start Material provided
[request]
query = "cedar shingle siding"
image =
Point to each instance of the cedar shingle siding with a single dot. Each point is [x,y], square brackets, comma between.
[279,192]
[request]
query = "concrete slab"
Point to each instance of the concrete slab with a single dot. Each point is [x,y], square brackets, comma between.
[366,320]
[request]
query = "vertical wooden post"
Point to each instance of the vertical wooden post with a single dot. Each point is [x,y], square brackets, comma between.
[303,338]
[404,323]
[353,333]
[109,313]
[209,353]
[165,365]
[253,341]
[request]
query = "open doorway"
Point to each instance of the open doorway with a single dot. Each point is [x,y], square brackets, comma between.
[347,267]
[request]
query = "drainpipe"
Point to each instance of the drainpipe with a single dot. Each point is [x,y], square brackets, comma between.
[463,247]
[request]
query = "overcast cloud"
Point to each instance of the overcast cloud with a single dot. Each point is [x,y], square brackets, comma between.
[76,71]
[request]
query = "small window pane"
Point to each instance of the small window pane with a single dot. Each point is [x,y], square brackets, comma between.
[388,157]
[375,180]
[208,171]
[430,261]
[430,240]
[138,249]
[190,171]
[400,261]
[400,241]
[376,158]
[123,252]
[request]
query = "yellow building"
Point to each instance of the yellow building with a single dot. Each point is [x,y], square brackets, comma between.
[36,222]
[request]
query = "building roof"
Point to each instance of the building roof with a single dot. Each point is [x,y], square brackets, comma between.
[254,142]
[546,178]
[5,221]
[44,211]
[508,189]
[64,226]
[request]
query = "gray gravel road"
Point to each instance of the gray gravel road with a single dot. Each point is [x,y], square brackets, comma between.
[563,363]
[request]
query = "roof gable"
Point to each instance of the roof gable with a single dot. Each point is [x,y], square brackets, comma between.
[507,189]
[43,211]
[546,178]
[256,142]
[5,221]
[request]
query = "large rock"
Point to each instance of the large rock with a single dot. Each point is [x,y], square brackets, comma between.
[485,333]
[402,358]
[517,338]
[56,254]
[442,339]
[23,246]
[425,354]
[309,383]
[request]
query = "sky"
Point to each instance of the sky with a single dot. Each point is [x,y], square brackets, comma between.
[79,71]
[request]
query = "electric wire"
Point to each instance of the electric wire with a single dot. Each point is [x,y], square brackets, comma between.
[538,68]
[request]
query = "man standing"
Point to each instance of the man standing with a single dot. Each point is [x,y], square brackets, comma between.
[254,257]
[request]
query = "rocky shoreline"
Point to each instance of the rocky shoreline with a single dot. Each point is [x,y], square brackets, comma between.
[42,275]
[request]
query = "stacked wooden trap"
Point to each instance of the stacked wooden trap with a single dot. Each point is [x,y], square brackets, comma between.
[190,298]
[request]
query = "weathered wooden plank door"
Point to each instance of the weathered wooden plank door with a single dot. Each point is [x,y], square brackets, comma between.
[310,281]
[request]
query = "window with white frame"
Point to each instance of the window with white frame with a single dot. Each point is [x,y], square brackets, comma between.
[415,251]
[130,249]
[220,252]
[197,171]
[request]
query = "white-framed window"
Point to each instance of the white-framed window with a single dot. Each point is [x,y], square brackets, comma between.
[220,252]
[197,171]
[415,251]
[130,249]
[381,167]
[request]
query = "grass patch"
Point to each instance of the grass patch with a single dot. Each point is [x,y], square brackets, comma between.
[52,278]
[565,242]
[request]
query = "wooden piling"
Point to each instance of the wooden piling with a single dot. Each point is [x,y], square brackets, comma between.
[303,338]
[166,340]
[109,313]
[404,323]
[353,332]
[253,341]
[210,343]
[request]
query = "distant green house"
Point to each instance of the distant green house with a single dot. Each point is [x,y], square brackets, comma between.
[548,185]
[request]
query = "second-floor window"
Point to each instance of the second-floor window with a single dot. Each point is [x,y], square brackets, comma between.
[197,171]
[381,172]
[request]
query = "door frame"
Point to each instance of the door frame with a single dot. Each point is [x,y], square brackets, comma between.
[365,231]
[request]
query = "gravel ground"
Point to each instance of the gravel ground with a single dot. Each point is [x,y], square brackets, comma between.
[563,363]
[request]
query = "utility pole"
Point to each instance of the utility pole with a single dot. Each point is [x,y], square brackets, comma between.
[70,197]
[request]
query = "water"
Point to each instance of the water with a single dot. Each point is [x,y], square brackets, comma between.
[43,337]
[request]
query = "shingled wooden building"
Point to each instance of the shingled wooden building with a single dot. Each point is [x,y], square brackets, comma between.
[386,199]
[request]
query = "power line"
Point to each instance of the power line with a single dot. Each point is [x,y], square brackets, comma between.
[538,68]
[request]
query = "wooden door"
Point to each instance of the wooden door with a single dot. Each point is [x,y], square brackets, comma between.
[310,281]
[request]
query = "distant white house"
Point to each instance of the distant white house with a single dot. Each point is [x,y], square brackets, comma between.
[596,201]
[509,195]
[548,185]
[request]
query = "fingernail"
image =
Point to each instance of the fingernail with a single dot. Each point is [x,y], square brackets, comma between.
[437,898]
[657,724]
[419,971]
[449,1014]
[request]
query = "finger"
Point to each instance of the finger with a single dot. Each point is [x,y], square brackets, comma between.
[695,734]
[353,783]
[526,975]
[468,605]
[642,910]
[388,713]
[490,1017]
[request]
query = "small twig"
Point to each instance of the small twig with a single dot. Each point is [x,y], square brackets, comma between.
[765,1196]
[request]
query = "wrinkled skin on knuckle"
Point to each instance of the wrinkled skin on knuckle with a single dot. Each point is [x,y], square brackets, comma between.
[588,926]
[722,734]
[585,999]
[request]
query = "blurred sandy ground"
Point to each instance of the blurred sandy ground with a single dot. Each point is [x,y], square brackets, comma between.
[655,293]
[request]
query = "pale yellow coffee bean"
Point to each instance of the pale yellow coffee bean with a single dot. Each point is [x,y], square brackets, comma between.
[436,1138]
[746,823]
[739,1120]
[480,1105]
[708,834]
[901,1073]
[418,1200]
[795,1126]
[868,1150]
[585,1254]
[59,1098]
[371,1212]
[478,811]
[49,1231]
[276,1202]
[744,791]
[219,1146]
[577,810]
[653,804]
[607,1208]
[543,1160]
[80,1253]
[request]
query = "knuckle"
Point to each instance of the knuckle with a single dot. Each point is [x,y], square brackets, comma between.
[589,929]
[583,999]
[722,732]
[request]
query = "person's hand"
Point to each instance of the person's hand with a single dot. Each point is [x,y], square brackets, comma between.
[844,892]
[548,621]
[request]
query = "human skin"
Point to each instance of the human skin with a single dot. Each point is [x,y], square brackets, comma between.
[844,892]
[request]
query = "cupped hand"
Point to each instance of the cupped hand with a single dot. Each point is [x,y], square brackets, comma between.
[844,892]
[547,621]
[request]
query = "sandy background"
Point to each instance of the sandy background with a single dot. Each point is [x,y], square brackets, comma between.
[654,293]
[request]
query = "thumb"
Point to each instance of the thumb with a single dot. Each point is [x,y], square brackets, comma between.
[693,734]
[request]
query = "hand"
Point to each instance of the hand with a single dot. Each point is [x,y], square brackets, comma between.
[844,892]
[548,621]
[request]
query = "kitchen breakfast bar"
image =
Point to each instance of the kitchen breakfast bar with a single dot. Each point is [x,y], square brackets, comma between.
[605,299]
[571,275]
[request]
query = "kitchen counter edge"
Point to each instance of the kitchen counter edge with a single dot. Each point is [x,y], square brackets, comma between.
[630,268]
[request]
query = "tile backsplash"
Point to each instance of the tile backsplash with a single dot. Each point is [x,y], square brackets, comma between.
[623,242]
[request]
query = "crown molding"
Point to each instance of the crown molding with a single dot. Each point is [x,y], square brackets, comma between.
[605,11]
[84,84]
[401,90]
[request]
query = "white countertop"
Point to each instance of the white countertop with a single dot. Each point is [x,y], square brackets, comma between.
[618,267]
end Material provided
:: What the exercise asks ::
The records above should all be quoted exactly, please.

:: Finished task ::
[request]
query = "cedar shingle siding"
image =
Point to each instance of the cedar shingle siding with a single dot. Each point is [x,y], square brackets, comma between.
[279,192]
[request]
query = "concrete slab"
Point to each instance of the concrete slab with a single dot. Each point is [x,y], square brackets, comma between.
[366,320]
[request]
query = "vertical wooden post"
Point to each instance of the vertical wooden post with a single dot. Each point is [x,y], square brackets, comma between.
[303,338]
[404,323]
[353,333]
[109,313]
[209,353]
[165,365]
[253,341]
[request]
query = "open doorway"
Point to each instance of the open doorway with a single dot. Each point is [x,y], square brackets, comma between.
[347,267]
[request]
query = "drainpipe"
Point to each instance of the drainpipe with a single dot. Each point is [x,y], square brackets, comma between.
[463,247]
[request]
query = "overcast cloud"
Point to each instance of the overcast cloud with a single dot. Each point is [x,y], square brackets, comma between.
[76,71]
[request]
query = "small window pane"
Point to each instance of the small window pane with a single dot. Each point is [x,y], square brackets, comma between.
[388,157]
[375,180]
[208,171]
[430,261]
[430,240]
[138,249]
[190,171]
[400,261]
[400,241]
[376,158]
[123,252]
[request]
query = "yellow building"
Point to each instance of the yellow building with a single dot. Each point is [x,y], square brackets, comma between.
[36,222]
[request]
query = "building roof"
Point to each instance of the building roof with a single dot. Each point is [x,y], square brackets, comma between.
[254,142]
[546,178]
[5,221]
[44,211]
[508,189]
[64,226]
[request]
query = "gray gravel road"
Point to each instance of the gray gravel road with a single dot. Each point is [x,y], square brackets, comma between.
[563,363]
[request]
query = "roof gable"
Point to each instance of the roof gable with a single dot. Each point is [x,y], square brackets, comma between.
[507,189]
[43,211]
[546,178]
[256,142]
[5,221]
[request]
query = "large rock"
Point to each instance of the large rock with a single dot. Each point is [x,y], square brackets, comma between.
[485,333]
[402,358]
[517,338]
[56,254]
[442,339]
[23,246]
[425,354]
[309,383]
[request]
query = "sky"
Point to each instance of the sky with a single dot. Each point is [x,y], square brackets, comma between.
[79,71]
[request]
query = "electric wire"
Point to each instance of the electric wire with a single dot. Each point is [x,y], square brackets, comma between.
[538,68]
[request]
query = "man standing"
Point to each instance of the man standing with a single dot. Each point is [x,y], square brackets, comma between.
[254,257]
[request]
query = "rocky shoreline"
Point to each instance of the rocky shoreline with a single dot. Each point is [x,y], square brackets, comma between.
[42,275]
[request]
query = "stacked wooden trap"
Point to each instance of the stacked wooden trap with a single dot. Each point is [x,y], square brackets, comma between.
[190,298]
[request]
query = "weathered wooden plank door"
Point to each instance of the weathered wooden plank door with a single dot. Each point is [x,y], square brackets, comma between.
[310,281]
[request]
query = "window with white frame"
Point to each instance of the window with white frame with a single dot. Each point is [x,y], square brackets, comma between.
[415,251]
[130,249]
[220,252]
[197,171]
[request]
query = "white-framed window"
Point to each instance of the white-framed window with a single dot. Each point is [x,y], square brackets, comma between.
[220,252]
[197,171]
[415,251]
[130,249]
[381,167]
[request]
query = "grass patch"
Point to each instance of the grass patch with a single dot. Each point is [x,y], square brackets, comma between.
[52,278]
[565,242]
[request]
query = "wooden piling"
Point to each instance of the wooden piling with a single dot. Each point is [x,y], square brackets, comma between.
[303,338]
[166,340]
[109,313]
[404,323]
[353,332]
[253,341]
[210,343]
[request]
query = "distant green house"
Point to each instance of the distant green house with a single dot. Each point is [x,y], square brackets, comma between.
[548,185]
[request]
query = "second-floor window"
Point to each instance of the second-floor window with a single dot. Each point is [x,y], square brackets, comma between.
[197,171]
[381,172]
[request]
query = "door frame"
Point to each instance of the door frame with a single dot. Each point is [x,y], square brackets, comma between.
[365,231]
[request]
query = "gravel ground"
Point to each instance of the gravel ground with a single dot. Each point is [x,y], square brackets, comma between.
[563,363]
[request]
query = "utility pole"
Point to each instance of the utility pole with a single dot. Each point is [x,y], square brackets, comma between.
[70,197]
[request]
query = "water"
Point to each instance of the water with a single dot. Each point is [x,y], square brackets, comma between.
[43,337]
[request]
query = "shingled wooden building"
Point to each instance of the shingled wooden building with a single dot. Each point is [x,y], square brackets, comma between.
[386,199]
[request]
query = "power line"
Point to each instance of the power line with a single dot. Each point is [x,y], square brackets, comma between.
[538,68]
[request]
query = "wooden door"
Point to each instance of the wooden door with a single dot. Each point is [x,y], square brackets, comma between.
[310,281]
[request]
query = "distant white house"
Point to each instance of the distant white house with a single dot. Each point is [x,y], square brackets, comma between.
[596,201]
[509,195]
[548,185]
[request]
query = "fingernail"
image =
Point to each instance of the fingernail with a single dot. Each point is [x,y], square brackets, comma between.
[437,898]
[657,724]
[419,971]
[449,1014]
[request]
query = "finger"
Point to each instance of the finger with a single dot. Each point is [x,y], square brackets, comma between.
[695,734]
[353,783]
[526,975]
[468,605]
[642,910]
[388,713]
[490,1017]
[request]
query = "small twig"
Point to each instance of the small twig with a single dot. Each point is [x,y], square brackets, comma between.
[765,1196]
[request]
query = "wrinkled skin on knuckle"
Point to each instance of the wrinkled skin on knuckle with a single dot. Each point is [x,y], square brackets, comma between.
[588,926]
[722,734]
[585,999]
[request]
query = "blurred sandy ground"
Point to each instance of the blurred sandy ground with a single dot. Each point is [x,y], square brackets, comma between.
[655,293]
[request]
query = "pale yellow coffee bean"
Point to each instance of the pale yellow coffee bean with a single dot. Each point is [x,y], square brackets, comma between.
[436,1138]
[746,823]
[739,1120]
[480,1105]
[708,834]
[901,1073]
[418,1200]
[795,1126]
[868,1150]
[585,1254]
[59,1098]
[371,1212]
[478,811]
[49,1231]
[276,1202]
[744,791]
[219,1146]
[577,810]
[653,804]
[607,1208]
[543,1160]
[80,1253]
[request]
query = "knuckle"
Point to each instance of the knuckle with a single dot. Each point is [x,y], square brackets, comma between.
[589,929]
[583,999]
[722,732]
[request]
query = "person's hand"
Point to each instance of the person's hand with a single dot. Each point is [x,y], square brackets, comma between.
[844,892]
[548,621]
[request]
query = "human skin"
Point to each instance of the human skin with a single dot. Each point is [x,y], square brackets, comma between.
[844,892]
[request]
query = "cupped hand"
Point to each instance of the cupped hand with a single dot. Each point is [x,y], square brackets, comma between.
[844,892]
[547,621]
[request]
query = "sandy background"
Point to each instance of the sandy background with a single dot. Each point is [x,y], square brackets, comma between.
[654,293]
[request]
query = "thumb"
Point to each instance of the thumb with a single dot. Each point is [x,y], square brackets, comma between.
[693,734]
[request]
query = "hand"
Point to each instance of the hand with a single dot. Each point is [x,y], square brackets, comma between.
[844,892]
[548,621]
[request]
query = "kitchen breakfast bar"
image =
Point to each instance of the kitchen breakfast bar with a single dot. Each point is [x,y], square brackets, comma between.
[605,299]
[571,275]
[request]
query = "kitchen counter edge"
Point to each instance of the kitchen counter edge with a single dot. Each point is [x,y], square brackets, comma between.
[630,268]
[request]
query = "tile backsplash"
Point to each instance of the tile backsplash with a single dot. Each point is [x,y], square brackets, comma between.
[623,242]
[request]
query = "crown molding"
Point to each instance of the crown molding with a single dot. Each point is [x,y], square brackets, comma between.
[605,11]
[84,84]
[401,90]
[request]
query = "white countertop"
Point to each instance of the white countertop with a single dot. Each point is [x,y], square brackets, comma between.
[618,267]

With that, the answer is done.